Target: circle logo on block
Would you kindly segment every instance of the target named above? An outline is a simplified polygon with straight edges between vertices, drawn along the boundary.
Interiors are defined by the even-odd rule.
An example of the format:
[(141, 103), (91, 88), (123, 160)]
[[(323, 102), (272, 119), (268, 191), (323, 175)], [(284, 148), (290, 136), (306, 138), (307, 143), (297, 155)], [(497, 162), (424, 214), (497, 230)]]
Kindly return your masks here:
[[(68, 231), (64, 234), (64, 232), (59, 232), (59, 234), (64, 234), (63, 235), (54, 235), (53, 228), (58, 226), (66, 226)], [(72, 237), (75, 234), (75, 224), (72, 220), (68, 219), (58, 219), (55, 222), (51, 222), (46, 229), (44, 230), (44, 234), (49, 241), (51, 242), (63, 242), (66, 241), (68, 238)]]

....

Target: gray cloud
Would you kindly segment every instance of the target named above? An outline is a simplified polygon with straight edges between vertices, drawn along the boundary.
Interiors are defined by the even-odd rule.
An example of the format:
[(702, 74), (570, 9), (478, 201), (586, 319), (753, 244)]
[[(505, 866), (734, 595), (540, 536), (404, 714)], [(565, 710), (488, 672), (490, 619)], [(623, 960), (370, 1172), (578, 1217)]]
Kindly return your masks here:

....

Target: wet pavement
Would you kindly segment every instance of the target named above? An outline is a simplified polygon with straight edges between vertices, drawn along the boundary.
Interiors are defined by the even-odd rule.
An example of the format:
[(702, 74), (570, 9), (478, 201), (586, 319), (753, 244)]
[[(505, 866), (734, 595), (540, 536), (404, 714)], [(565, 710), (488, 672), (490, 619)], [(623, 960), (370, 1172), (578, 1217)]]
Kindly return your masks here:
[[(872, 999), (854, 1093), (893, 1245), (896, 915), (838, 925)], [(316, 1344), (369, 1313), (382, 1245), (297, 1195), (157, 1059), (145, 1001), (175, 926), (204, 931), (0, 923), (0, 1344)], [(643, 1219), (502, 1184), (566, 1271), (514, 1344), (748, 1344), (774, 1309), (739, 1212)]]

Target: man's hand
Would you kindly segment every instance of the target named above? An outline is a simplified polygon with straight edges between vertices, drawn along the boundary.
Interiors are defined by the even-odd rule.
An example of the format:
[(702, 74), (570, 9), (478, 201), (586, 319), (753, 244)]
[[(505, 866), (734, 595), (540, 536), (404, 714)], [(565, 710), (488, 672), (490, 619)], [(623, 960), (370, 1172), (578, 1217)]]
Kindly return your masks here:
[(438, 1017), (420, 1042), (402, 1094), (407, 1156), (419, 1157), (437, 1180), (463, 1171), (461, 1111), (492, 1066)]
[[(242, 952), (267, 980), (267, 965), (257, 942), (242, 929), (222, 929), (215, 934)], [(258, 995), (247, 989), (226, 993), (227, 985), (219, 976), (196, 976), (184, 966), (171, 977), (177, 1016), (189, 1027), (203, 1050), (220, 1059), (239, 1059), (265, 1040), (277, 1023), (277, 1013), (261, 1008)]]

....

• **Problem**
Put the lines of the listing above, from the line with "Target: circle logo on block" to the line with "241), (68, 238)]]", both included, into a JSON list of strings with one string per line, leaving out blank lines.

• **Problem solution**
[
  "Target: circle logo on block",
  "Would you kindly segment every instance of the target named above? An outline is a simplified polygon with straight edges between vertices, drawn along the boundary.",
  "Interiors are defined by the even-odd rule.",
  "An example of the format:",
  "[(141, 103), (91, 88), (123, 160)]",
  "[[(323, 102), (272, 119), (268, 191), (323, 175)], [(284, 148), (290, 136), (306, 138), (307, 143), (297, 155)], [(497, 162), (424, 214), (497, 230)]]",
  "Kindly return your masks here:",
  "[[(68, 231), (64, 234), (64, 232), (59, 232), (59, 234), (64, 234), (63, 235), (54, 235), (53, 228), (58, 226), (66, 226)], [(72, 237), (75, 234), (75, 224), (72, 220), (68, 219), (58, 219), (55, 222), (51, 222), (46, 229), (44, 230), (44, 234), (49, 241), (51, 242), (63, 242), (66, 241), (68, 238)]]"
]